━━ DATA ━━

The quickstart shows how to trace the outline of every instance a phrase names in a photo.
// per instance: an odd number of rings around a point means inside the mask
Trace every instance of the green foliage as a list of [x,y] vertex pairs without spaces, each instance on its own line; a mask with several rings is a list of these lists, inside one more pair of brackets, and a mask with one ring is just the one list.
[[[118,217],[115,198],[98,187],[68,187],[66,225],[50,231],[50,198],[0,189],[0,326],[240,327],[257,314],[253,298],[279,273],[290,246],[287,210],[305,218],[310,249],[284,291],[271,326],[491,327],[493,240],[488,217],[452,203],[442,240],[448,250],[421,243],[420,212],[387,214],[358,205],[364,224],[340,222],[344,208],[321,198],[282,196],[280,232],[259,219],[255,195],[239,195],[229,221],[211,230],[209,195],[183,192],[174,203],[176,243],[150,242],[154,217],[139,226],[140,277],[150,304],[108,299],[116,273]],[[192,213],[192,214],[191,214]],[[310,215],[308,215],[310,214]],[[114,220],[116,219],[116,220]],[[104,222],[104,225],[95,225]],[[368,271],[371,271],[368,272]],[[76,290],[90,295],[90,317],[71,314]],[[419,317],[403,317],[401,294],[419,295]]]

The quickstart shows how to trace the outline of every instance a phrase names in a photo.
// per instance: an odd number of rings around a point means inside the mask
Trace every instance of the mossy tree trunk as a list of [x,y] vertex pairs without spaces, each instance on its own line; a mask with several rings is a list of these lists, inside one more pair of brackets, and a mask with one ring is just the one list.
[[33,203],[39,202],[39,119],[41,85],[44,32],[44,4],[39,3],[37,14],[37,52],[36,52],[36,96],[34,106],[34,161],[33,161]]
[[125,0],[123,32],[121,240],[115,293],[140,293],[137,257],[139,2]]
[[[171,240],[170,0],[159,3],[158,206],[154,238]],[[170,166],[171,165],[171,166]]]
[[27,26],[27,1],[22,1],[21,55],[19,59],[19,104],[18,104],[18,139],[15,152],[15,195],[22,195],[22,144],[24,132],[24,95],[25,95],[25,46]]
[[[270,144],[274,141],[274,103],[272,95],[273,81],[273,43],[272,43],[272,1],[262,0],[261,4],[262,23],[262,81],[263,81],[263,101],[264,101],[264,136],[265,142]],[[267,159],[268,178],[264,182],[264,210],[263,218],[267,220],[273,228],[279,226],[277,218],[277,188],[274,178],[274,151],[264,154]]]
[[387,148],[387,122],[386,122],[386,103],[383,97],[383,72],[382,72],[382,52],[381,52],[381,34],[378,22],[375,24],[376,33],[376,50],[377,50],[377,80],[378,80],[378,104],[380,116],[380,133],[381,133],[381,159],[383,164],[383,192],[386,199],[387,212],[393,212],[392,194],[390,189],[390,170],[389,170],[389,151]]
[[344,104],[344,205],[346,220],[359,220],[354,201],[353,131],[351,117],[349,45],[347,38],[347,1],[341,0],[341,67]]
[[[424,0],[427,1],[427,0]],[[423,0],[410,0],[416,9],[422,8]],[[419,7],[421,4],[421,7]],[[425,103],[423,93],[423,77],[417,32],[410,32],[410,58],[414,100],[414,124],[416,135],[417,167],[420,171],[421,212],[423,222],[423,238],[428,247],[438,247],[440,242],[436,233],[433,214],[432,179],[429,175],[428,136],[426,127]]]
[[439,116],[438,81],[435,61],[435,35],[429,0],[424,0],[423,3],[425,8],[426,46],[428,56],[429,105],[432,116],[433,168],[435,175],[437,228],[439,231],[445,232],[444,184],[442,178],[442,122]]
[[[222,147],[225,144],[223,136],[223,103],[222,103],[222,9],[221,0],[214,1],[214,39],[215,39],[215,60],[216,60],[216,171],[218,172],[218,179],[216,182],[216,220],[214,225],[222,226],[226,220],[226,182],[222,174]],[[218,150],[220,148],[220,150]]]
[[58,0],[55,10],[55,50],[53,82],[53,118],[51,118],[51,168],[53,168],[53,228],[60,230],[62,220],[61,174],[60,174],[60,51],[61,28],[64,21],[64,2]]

━━━

- [WHAT YOU NEED TO DO] Copy every line of the records above without changing anything.

- [COMPLETE RESPONSE]
The quickstart shows how to trace the outline of every instance a phrase names in a photo.
// per instance: an odd number of rings around a point means inside the mask
Trace every instance of the green foliage as a list of [x,y] vertex pairs without spaces, each instance on its own line; a mask with several rings is a list of these lists, inside one more pair of brackets, and a mask with one ring is just the one list.
[[[118,217],[115,198],[98,187],[68,187],[66,225],[50,231],[50,198],[0,189],[0,326],[240,327],[257,314],[253,298],[279,273],[290,246],[287,210],[305,218],[310,249],[284,291],[271,326],[491,327],[493,240],[488,217],[452,203],[442,240],[448,250],[421,243],[420,212],[387,214],[358,205],[364,224],[340,222],[344,208],[321,198],[282,196],[280,232],[259,219],[255,195],[239,195],[229,221],[211,230],[209,195],[183,192],[174,203],[176,243],[150,242],[154,217],[139,226],[140,277],[150,304],[108,299],[116,273]],[[192,213],[192,214],[191,214]],[[310,215],[308,215],[310,214]],[[114,220],[116,219],[116,220]],[[104,222],[104,225],[95,225]],[[368,271],[371,271],[368,272]],[[76,290],[90,295],[90,317],[71,314]],[[419,317],[403,317],[401,294],[419,295]]]

The quickstart shows how to trace the outline of every instance a phrase names in a photo.
// per instance: an odd number of rings around a point means inside the mask
Trace every instance of the mossy tree trunk as a list of [x,y] vertex pairs without spaces, each instance on its own line; a mask with several rings is a list of these lists, inside one more pair of brackets, and a mask with one ring is just the one list.
[[33,203],[39,202],[39,119],[41,85],[44,32],[44,4],[39,3],[37,14],[37,52],[36,52],[36,96],[34,106],[34,161],[33,161]]
[[125,0],[123,32],[121,240],[115,293],[140,293],[137,257],[139,2]]
[[[171,240],[170,0],[159,3],[158,206],[154,238]],[[170,166],[171,165],[171,166]]]
[[27,26],[27,1],[22,1],[21,55],[19,59],[19,104],[18,104],[18,139],[15,152],[15,195],[22,195],[22,144],[24,132],[24,95],[25,95],[25,46]]
[[[270,144],[274,141],[274,103],[272,95],[273,81],[273,43],[272,43],[272,1],[262,0],[261,4],[262,23],[262,81],[263,81],[263,101],[264,101],[264,136],[265,142]],[[267,159],[268,178],[264,182],[264,210],[263,218],[267,220],[273,228],[279,226],[277,218],[277,188],[274,178],[274,151],[264,154]]]
[[387,148],[387,122],[386,122],[386,103],[383,97],[383,72],[382,72],[382,52],[381,52],[381,34],[378,22],[375,24],[376,33],[376,50],[377,50],[377,80],[378,80],[378,104],[380,116],[380,133],[381,133],[381,159],[383,164],[383,192],[386,199],[387,212],[393,212],[392,194],[390,189],[390,170],[389,170],[389,151]]
[[344,104],[344,205],[346,220],[359,220],[354,201],[353,131],[351,117],[349,45],[347,38],[347,1],[341,0],[341,67]]
[[[424,0],[427,1],[427,0]],[[423,0],[410,0],[416,9],[422,8]],[[419,7],[421,4],[421,7]],[[425,103],[423,93],[423,77],[417,32],[410,32],[410,58],[414,100],[414,124],[416,135],[417,167],[420,171],[421,212],[423,222],[423,238],[428,247],[438,247],[440,242],[436,233],[433,214],[432,179],[429,175],[428,136],[426,127]]]
[[439,116],[438,81],[435,61],[435,35],[429,0],[424,0],[423,3],[425,8],[426,46],[428,56],[429,105],[432,116],[433,168],[435,175],[437,228],[439,231],[445,232],[444,184],[442,178],[442,122]]
[[[222,147],[225,144],[223,136],[223,103],[222,103],[222,9],[221,0],[214,1],[214,39],[215,39],[215,60],[216,60],[216,171],[218,172],[218,179],[216,182],[216,220],[214,225],[222,226],[226,220],[226,182],[222,174]],[[218,150],[220,148],[220,150]]]
[[58,0],[55,10],[55,50],[53,82],[53,118],[51,118],[51,168],[53,168],[53,228],[60,230],[62,220],[61,174],[60,174],[60,51],[61,28],[64,21],[64,2]]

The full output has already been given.